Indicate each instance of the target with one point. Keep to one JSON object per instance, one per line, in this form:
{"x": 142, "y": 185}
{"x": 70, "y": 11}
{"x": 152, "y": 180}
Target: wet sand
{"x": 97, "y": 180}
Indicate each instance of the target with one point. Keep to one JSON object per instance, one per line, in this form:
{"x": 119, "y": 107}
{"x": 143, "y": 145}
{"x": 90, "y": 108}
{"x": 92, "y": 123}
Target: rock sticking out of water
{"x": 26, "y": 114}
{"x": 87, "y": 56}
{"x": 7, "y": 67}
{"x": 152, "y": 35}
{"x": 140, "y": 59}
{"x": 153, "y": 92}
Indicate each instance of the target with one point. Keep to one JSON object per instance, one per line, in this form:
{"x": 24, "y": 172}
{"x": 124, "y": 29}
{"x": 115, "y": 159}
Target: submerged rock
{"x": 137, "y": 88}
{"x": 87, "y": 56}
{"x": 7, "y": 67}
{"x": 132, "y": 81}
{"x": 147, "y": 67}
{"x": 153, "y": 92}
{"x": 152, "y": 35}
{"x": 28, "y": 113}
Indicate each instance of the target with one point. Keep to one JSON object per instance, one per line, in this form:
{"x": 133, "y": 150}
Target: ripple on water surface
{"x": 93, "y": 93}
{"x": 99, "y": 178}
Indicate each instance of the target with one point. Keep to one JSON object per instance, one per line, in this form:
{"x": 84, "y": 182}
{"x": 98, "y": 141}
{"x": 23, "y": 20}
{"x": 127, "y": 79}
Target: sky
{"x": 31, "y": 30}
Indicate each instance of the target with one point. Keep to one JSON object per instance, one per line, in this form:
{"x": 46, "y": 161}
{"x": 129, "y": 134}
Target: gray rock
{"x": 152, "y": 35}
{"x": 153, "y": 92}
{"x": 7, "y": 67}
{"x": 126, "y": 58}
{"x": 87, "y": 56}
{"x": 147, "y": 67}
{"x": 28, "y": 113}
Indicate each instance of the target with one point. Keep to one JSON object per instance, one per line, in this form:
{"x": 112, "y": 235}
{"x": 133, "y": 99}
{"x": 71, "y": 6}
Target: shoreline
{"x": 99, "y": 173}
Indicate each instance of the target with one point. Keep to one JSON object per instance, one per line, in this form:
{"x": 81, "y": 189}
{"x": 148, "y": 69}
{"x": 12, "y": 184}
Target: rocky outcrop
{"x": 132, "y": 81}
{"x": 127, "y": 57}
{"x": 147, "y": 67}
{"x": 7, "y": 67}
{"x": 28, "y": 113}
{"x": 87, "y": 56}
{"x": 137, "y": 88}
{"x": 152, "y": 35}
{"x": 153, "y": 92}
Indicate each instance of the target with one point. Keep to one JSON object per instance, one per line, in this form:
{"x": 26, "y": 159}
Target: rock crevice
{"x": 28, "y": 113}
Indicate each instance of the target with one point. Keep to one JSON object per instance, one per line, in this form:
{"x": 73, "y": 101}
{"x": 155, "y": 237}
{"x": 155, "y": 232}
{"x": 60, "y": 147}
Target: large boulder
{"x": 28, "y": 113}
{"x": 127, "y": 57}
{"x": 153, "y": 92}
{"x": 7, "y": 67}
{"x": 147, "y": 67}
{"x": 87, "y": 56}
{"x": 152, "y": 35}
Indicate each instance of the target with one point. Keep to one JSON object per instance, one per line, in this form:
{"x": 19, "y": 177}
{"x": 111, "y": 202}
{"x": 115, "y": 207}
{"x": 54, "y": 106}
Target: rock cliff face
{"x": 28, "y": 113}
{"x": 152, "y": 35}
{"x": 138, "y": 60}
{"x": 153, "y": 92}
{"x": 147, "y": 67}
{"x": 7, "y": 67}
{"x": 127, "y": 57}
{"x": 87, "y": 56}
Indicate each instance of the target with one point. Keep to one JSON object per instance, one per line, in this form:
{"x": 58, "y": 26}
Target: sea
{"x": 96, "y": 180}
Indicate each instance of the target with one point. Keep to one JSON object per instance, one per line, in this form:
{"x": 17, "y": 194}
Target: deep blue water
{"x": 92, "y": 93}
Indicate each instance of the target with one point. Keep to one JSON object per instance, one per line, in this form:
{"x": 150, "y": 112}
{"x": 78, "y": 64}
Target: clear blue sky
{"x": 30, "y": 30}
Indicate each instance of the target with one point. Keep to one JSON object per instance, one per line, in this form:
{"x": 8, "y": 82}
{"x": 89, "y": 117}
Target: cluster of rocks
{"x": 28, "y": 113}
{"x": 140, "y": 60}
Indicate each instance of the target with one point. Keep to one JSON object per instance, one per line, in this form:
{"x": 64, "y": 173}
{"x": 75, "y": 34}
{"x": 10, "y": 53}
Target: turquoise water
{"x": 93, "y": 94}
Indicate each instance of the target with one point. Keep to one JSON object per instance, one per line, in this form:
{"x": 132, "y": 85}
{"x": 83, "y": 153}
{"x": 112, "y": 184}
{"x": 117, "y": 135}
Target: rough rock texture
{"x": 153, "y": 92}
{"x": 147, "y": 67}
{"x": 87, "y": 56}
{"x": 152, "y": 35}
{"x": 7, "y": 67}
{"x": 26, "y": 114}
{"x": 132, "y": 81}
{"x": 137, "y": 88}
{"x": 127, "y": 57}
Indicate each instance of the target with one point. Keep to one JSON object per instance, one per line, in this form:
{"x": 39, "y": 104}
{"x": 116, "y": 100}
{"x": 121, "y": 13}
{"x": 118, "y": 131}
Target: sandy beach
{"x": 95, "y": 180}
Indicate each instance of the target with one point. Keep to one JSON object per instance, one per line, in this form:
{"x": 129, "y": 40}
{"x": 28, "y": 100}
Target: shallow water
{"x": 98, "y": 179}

=-=-=-=-=

→ Task description: Write the listing out again, word for word, in its entirety.

→ Answer for this exercise:
Indicate each instance of the target with one point. Keep to one JSON object per instance, one per line, in this form:
{"x": 142, "y": 185}
{"x": 70, "y": 11}
{"x": 152, "y": 180}
Target: wet sand
{"x": 97, "y": 180}
Indicate each instance of the target with one point. Keep to one JSON object per instance, one per line, in this form:
{"x": 119, "y": 107}
{"x": 143, "y": 145}
{"x": 90, "y": 108}
{"x": 92, "y": 123}
Target: rock sticking out of water
{"x": 26, "y": 114}
{"x": 87, "y": 56}
{"x": 7, "y": 67}
{"x": 152, "y": 35}
{"x": 140, "y": 59}
{"x": 153, "y": 92}
Indicate each instance of the target with one point. Keep to one JSON object per instance, one per line, in this form:
{"x": 24, "y": 172}
{"x": 124, "y": 29}
{"x": 115, "y": 159}
Target: submerged rock
{"x": 137, "y": 88}
{"x": 87, "y": 56}
{"x": 7, "y": 67}
{"x": 132, "y": 81}
{"x": 147, "y": 67}
{"x": 153, "y": 92}
{"x": 152, "y": 35}
{"x": 28, "y": 113}
Indicate each instance of the target with one point. Keep to one JSON object per instance, one per line, in this form:
{"x": 133, "y": 150}
Target: ripple on water surface
{"x": 93, "y": 93}
{"x": 99, "y": 178}
Indicate each instance of the target with one point. Keep to one JSON object per instance, one per line, in this form:
{"x": 84, "y": 182}
{"x": 98, "y": 141}
{"x": 23, "y": 20}
{"x": 127, "y": 79}
Target: sky
{"x": 31, "y": 30}
Indicate each instance of the target with one point. Keep to one JSON object per instance, one per line, in this form:
{"x": 46, "y": 161}
{"x": 129, "y": 134}
Target: gray rock
{"x": 152, "y": 35}
{"x": 153, "y": 92}
{"x": 7, "y": 67}
{"x": 126, "y": 58}
{"x": 87, "y": 56}
{"x": 147, "y": 67}
{"x": 28, "y": 113}
Indicate each instance of the target with one point. Keep to one JSON object per instance, one per line, in this form:
{"x": 112, "y": 235}
{"x": 133, "y": 99}
{"x": 71, "y": 6}
Target: shoreline
{"x": 99, "y": 173}
Indicate each instance of the target with one point. Keep to one JSON object per instance, one per line, in this form:
{"x": 81, "y": 189}
{"x": 148, "y": 69}
{"x": 12, "y": 184}
Target: rocky outcrop
{"x": 132, "y": 81}
{"x": 127, "y": 57}
{"x": 147, "y": 67}
{"x": 7, "y": 67}
{"x": 28, "y": 113}
{"x": 87, "y": 56}
{"x": 137, "y": 88}
{"x": 152, "y": 35}
{"x": 153, "y": 92}
Indicate each instance of the target with one point. Keep to one JSON object per instance, one per line, in this form:
{"x": 26, "y": 159}
Target: rock crevice
{"x": 28, "y": 113}
Indicate each instance of the target with one point. Keep to one JSON object per instance, one per line, in this form:
{"x": 73, "y": 101}
{"x": 155, "y": 237}
{"x": 155, "y": 232}
{"x": 60, "y": 147}
Target: large boulder
{"x": 28, "y": 113}
{"x": 127, "y": 57}
{"x": 153, "y": 92}
{"x": 7, "y": 67}
{"x": 147, "y": 67}
{"x": 87, "y": 56}
{"x": 152, "y": 35}
Indicate each instance of the target with one point. Keep to one JSON object per instance, one per line, in this form:
{"x": 19, "y": 177}
{"x": 111, "y": 202}
{"x": 115, "y": 207}
{"x": 54, "y": 106}
Target: rock cliff face
{"x": 28, "y": 113}
{"x": 152, "y": 35}
{"x": 138, "y": 60}
{"x": 153, "y": 92}
{"x": 147, "y": 67}
{"x": 7, "y": 67}
{"x": 127, "y": 57}
{"x": 87, "y": 56}
Indicate each instance of the target with one point. Keep to one JSON object per instance, one per line, in this form:
{"x": 58, "y": 26}
Target: sea
{"x": 96, "y": 180}
Indicate each instance of the target with one point. Keep to one JSON object per instance, one per line, in this form:
{"x": 17, "y": 194}
Target: deep blue water
{"x": 92, "y": 93}
Indicate each instance of the target with one point. Keep to one JSON object per instance, one per line, in this form:
{"x": 150, "y": 112}
{"x": 78, "y": 64}
Target: clear blue sky
{"x": 30, "y": 30}
Indicate each instance of the target with one point. Keep to one JSON object per instance, one per line, in this form:
{"x": 8, "y": 82}
{"x": 89, "y": 117}
Target: cluster of rocks
{"x": 28, "y": 113}
{"x": 140, "y": 60}
Indicate each instance of the target with one point. Keep to one JSON object per instance, one per line, in this form:
{"x": 64, "y": 173}
{"x": 75, "y": 34}
{"x": 10, "y": 53}
Target: turquoise water
{"x": 93, "y": 94}
Indicate each instance of the target with one point. Keep to one JSON object per instance, one per line, in this form:
{"x": 132, "y": 85}
{"x": 83, "y": 153}
{"x": 112, "y": 184}
{"x": 117, "y": 135}
Target: rough rock texture
{"x": 153, "y": 92}
{"x": 147, "y": 67}
{"x": 87, "y": 56}
{"x": 152, "y": 35}
{"x": 7, "y": 67}
{"x": 26, "y": 114}
{"x": 132, "y": 81}
{"x": 137, "y": 88}
{"x": 127, "y": 57}
Indicate each instance of the target with one point. Keep to one JSON object per instance, one per line, in this form:
{"x": 39, "y": 104}
{"x": 116, "y": 100}
{"x": 121, "y": 13}
{"x": 118, "y": 131}
Target: sandy beach
{"x": 95, "y": 180}
Indicate each instance of the target with one point. Keep to one JSON object per instance, one per line, in this form:
{"x": 129, "y": 40}
{"x": 28, "y": 100}
Target: shallow water
{"x": 98, "y": 179}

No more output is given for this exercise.